#### [DIRECTIVE]
Revise the passage about undocumented students at ECSU, beginning at the words "Enilse Ramirez, a" and stopping after "feel more comfortable.", with "paralegal" replaced by "legal assistant".
-- BEGIN SOURCE EXTRACT --
The school is one of a handful across the country that serves as a safe haven of sorts for students from the 15 US states where undocumented residents face significant barriers to getting an education at a public university, such as having to pay out-of-state tuition or not being permitted to enroll at all. Students from these states have been welcomed by ECSU, where they can access scholarships funded by TheDream.US, and find a unique institutional support system that's heavy on one-on-one advising and personalized assistance.
Michel Valencia, a first-year student majoring in psychology, says that growing up in Bridgeport, Conn., where very few of her friends or classmates were undocumented, she didn't often talk about her status. Here, it's a different story.
“When I first came here, I wasn’t expecting to meet a lot of people...who are undocumented,” she says. But “it’s like a whole big community. I feel more [motivated] to tell my story because there are a lot of people like me.”
Support for undocumented students at ECSU comes from the top down: the university's president, Elsa Núñez, has been an outspoken advocate for DACA. Shortly after Mr. Trump's Sept. 5 announcement that he would rescind the policy, school President Núñez led a rally in support of DACA students on campus.
Still, not all DACA students at the school are forthcoming about their status, even – or, in some cases, especially – as the policy has become more politically controversial, says William Bisese, director of the school’s Academic Services Center, who advises students in the scholarship program.
Among the undocumented students at the school, there's a wide range of beliefs, opinions, and approaches to the situation, Mr. Bisese says, noting that the population contains both Democrats and Republicans; activists and those who would rather stay out of the political fray entirely.
Enilse Ramirez, a junior at ECSU, has never really considered staying out of politics as an option.
Unlike some of her classmates, Ms. Ramirez has years of experience advocating for undocumented Americans, and has long been open about her own status. Between earning her associate’s degree and resuming her education at ECSU, Ramirez worked as a paralegal at an immigration law firm in her native Kansas City, Mo., where she found that being forthcoming about her own undocumented status helped the clients she worked with feel more comfortable.
Since Trump's announcement last month, she's attended rallies, contacted lawmakers, and regularly encouraged friends on social media to do the same. Ramirez sees it as a tiring but necessary way of life.
“It is just an extra hassle on top of anything that any other student has to deal with,” she says. “You have to work, you have to go to school, you have to get your assignments in, and then on top of that, worry about changes in the political world.”
-- END SOURCE EXTRACT --
-- BEGIN SUPPLIED RECORDS --
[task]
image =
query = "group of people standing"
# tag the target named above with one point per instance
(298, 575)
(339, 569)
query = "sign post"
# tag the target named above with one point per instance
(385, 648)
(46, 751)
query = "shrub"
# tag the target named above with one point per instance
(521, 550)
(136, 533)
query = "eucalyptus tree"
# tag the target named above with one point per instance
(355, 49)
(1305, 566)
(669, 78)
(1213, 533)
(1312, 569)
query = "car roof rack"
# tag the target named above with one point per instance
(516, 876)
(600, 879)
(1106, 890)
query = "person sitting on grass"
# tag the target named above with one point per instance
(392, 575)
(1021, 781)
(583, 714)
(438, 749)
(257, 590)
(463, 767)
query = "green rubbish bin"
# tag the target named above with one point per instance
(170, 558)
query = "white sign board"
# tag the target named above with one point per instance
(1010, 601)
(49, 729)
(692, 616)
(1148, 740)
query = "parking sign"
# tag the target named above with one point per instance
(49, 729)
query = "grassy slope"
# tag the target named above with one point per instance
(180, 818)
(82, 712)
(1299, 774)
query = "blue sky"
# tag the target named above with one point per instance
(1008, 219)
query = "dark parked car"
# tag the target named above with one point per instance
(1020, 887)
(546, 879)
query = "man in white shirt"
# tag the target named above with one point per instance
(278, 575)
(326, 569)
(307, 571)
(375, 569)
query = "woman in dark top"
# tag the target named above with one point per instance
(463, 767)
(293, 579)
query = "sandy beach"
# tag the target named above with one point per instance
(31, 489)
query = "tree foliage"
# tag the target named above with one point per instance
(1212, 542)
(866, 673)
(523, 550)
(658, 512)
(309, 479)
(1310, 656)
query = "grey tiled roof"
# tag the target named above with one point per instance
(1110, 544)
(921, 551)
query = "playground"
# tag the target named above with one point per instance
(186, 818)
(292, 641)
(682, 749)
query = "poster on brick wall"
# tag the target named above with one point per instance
-- END SUPPLIED RECORDS --
#### [EXERCISE OUTPUT]
Enilse Ramirez, a junior at ECSU, has never really considered staying out of politics as an option.
Unlike some of her classmates, Ms. Ramirez has years of experience advocating for undocumented Americans, and has long been open about her own status. Between earning her associate’s degree and resuming her education at ECSU, Ramirez worked as a legal assistant at an immigration law firm in her native Kansas City, Mo., where she found that being forthcoming about her own undocumented status helped the clients she worked with feel more comfortable.